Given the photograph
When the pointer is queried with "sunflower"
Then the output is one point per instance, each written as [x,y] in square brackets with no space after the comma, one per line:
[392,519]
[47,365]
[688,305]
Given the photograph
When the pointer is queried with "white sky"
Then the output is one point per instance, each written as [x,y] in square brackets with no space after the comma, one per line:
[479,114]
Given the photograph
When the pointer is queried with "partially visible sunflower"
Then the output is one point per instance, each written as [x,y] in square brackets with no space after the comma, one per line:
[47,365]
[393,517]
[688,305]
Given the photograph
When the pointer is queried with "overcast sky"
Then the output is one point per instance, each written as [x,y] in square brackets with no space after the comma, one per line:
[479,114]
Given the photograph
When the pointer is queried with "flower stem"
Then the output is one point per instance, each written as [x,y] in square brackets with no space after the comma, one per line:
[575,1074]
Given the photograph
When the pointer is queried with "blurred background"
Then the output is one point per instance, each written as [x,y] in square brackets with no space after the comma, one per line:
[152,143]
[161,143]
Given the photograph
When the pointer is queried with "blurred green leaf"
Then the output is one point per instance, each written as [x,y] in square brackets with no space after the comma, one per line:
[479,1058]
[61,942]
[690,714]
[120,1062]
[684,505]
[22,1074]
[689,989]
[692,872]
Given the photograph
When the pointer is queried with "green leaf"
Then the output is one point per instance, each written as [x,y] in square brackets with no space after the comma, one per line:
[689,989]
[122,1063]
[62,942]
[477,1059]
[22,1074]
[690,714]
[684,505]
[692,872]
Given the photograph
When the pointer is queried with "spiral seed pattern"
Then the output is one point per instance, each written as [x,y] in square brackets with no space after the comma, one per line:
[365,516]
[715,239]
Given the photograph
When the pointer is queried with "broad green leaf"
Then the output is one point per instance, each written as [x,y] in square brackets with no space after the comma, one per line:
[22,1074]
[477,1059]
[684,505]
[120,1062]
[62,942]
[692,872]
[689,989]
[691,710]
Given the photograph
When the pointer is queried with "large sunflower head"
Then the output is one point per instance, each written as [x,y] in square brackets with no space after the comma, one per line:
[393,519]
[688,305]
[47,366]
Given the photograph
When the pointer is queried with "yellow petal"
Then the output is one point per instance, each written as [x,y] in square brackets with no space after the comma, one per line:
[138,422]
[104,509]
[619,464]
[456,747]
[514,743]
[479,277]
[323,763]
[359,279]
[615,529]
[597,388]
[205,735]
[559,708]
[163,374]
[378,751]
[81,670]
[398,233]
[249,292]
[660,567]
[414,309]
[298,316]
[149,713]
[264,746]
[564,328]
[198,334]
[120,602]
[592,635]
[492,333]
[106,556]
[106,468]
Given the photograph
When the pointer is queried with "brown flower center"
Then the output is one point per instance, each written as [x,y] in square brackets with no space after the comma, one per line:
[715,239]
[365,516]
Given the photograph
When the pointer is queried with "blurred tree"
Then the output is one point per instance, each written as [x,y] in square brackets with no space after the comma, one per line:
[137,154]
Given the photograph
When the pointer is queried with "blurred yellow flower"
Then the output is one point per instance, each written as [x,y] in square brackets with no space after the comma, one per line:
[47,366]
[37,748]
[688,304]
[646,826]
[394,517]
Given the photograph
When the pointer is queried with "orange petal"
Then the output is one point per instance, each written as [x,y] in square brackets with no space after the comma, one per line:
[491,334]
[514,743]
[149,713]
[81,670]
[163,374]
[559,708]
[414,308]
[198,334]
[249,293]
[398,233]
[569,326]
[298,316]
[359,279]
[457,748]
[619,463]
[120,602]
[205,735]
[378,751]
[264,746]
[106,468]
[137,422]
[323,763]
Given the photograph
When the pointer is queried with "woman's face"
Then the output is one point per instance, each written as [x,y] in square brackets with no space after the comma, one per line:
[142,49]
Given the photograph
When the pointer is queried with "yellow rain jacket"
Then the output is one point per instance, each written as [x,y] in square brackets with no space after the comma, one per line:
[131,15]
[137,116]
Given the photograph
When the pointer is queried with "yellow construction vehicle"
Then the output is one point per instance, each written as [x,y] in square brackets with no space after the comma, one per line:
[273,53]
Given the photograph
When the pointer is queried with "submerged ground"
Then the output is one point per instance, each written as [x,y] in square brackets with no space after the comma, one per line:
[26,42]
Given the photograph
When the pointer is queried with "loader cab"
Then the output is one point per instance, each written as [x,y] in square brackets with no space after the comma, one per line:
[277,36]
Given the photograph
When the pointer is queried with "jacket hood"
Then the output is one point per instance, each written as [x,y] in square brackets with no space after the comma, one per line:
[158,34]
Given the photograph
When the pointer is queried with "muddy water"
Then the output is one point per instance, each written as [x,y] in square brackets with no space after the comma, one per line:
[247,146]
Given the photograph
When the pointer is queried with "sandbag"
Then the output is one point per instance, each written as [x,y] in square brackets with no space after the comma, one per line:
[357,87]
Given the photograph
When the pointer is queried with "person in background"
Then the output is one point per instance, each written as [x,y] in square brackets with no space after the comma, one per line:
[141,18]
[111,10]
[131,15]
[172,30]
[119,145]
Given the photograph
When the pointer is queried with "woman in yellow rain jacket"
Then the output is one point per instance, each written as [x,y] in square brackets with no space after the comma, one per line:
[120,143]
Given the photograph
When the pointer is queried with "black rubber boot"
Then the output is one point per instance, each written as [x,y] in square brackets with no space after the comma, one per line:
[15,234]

____

## Requirement
Write out all of the records above exactly as they appear.

## Correct response
Given the photograph
When the pointer is queried with "sunflower"
Then the output is one point per instance, each written as [x,y] in square brackets with no space after the comma, one per line:
[392,519]
[47,365]
[688,305]
Given the photograph
When the pointer is queried with "white sky"
Then the output is one point per instance, each written as [x,y] in square brackets with no space after the comma, one per line:
[479,114]
Given the photograph
When the pointer is queried with "partially visible sunflower"
Then the output is one point per instance, each written as [x,y] in square brackets with no space after the comma, one per line:
[47,365]
[393,517]
[688,305]
Given the photograph
When the pointer is queried with "overcast sky"
Then the output is one point per instance, each written as [x,y] in square brackets with no space after the comma, one per line:
[479,114]
Given the photograph
When the pointer is queried with "flower stem"
Then the output is one point per instance, each written as [x,y] in square brackets with no space after the comma, one per line:
[575,1074]
Given the photograph
When the pointer is queried with "blurred background"
Then the output is one point per instance, each written as [x,y] in square brackets with no space after the comma, one per line:
[152,143]
[161,143]
Given the photograph
When the pointer is queried with "blurred green leaf"
Then the output is one point per instance, each written as [x,y] in square brackets with no space after the comma, one per line:
[479,1058]
[61,942]
[690,714]
[120,1062]
[684,505]
[22,1074]
[689,989]
[692,872]
Given the photograph
When the pointer is queried with "green leaf"
Then the output is one point per instance, each written as [x,y] in square brackets with no space after the comma, one per line:
[689,989]
[122,1063]
[62,942]
[477,1059]
[22,1074]
[690,714]
[684,505]
[692,872]
Given the photograph
When the pointer is queried with "spiral seed pattern"
Then the output is one point per instance, each written as [x,y] in square brackets with no space after the comma, one per line:
[365,516]
[715,239]
Given the photograph
When the pointer is queried with "broad green leaf"
Then the output is one point per instance, each written as [x,y] in square brackets with no space after the comma, one per line:
[22,1074]
[477,1059]
[684,505]
[120,1062]
[62,942]
[692,872]
[689,989]
[691,710]
Given the photograph
When the pointer is queried with "large sunflower head"
Then the output is one point per instance, each written as [x,y] in square brackets with no space after the comma, one per line:
[393,519]
[688,305]
[47,366]
Given the photograph
When the pointer is queried with "yellow petal"
Then the output is one point per instance, each written as [x,y] in square brackets with no space after the comma, one per line:
[138,422]
[104,509]
[619,464]
[456,747]
[514,743]
[479,277]
[323,763]
[359,279]
[615,529]
[597,388]
[205,735]
[559,708]
[163,374]
[378,751]
[81,670]
[398,233]
[249,292]
[660,567]
[414,309]
[298,316]
[149,713]
[264,746]
[564,328]
[198,334]
[120,602]
[592,635]
[492,333]
[106,556]
[106,468]
Given the photograph
When the pointer is queried with "brown flower center"
Then the output is one point per instance, each written as [x,y] in square brackets with no space after the comma, one per line:
[715,239]
[365,516]
Given the photograph
When the pointer is queried with "blurred tree"
Then the output is one point per instance, each written as [x,y] in square brackets with no space after the comma, one per line:
[137,154]
Given the photograph
When the pointer is queried with "blurred yellow flower"
Then the output is one point per instance, each written as [x,y] in square brackets with no space after the comma, one per line:
[47,366]
[37,748]
[688,304]
[646,826]
[394,517]
Given the photograph
When the pointer is queried with "orange petal"
Then the output is one point per instance, each written as [x,y] in square brackets with no space after the comma, one per line:
[491,334]
[514,743]
[149,713]
[81,670]
[163,374]
[559,708]
[414,308]
[198,334]
[249,293]
[398,233]
[569,326]
[298,316]
[359,279]
[457,748]
[619,463]
[120,602]
[205,735]
[378,751]
[264,746]
[106,468]
[137,422]
[323,763]
Given the photograph
When the pointer is queried with "woman's face"
Then the output is one point per instance, each written as [x,y] in square brackets with no space after the comma, one per line:
[142,49]
Given the photograph
When the pointer is queried with "yellow rain jacket"
Then the output is one point per instance, each written as [x,y] in square brackets with no space after the comma, one per line:
[131,15]
[137,116]
Given the photograph
When the pointer is queried with "yellow construction vehicle"
Then the output is one point per instance, each written as [x,y] in square brackets with no space after the comma, one per line:
[273,53]
Given the photograph
When the pointer is queried with "submerged ground"
Then the output is one point per instance, each written as [x,y] in square brackets with no space after the comma, one per line:
[26,42]
Given the photograph
When the pointer is queried with "loader cab"
Then the output is one point per instance, each written as [x,y] in square brackets with no space after the comma, one per line:
[277,36]
Given the photograph
When the pointer is queried with "jacket hood"
Then the output is one point per instance, each written as [x,y] in square brackets with no space after the comma, one per line:
[158,34]
Given the photograph
When the pointer is queried with "muddy water"
Then the output is one point per instance, each written as [x,y] in square brackets with no space after the comma, one per line:
[247,146]
Given the photograph
When the pointer is queried with "sandbag"
Then the output is one point per instance, each written as [x,y] in square brackets with no space after the comma, one per line:
[357,87]
Given the photograph
When the pointer is queried with "person in background"
Then the output is one point per instance, each written as [x,y] in square brackets with no space after the comma, one per line:
[141,18]
[111,10]
[131,15]
[172,30]
[119,145]
Given the photograph
When the pointer is queried with "woman in yellow rain jacket"
Then the output is one point per instance, each written as [x,y] in square brackets with no space after the comma, one per line:
[120,143]
Given the photograph
When the pointer is queried with "black rubber boot"
Then the output is one point per instance, each written as [x,y] in square brackets with no space after the comma, one per line:
[15,234]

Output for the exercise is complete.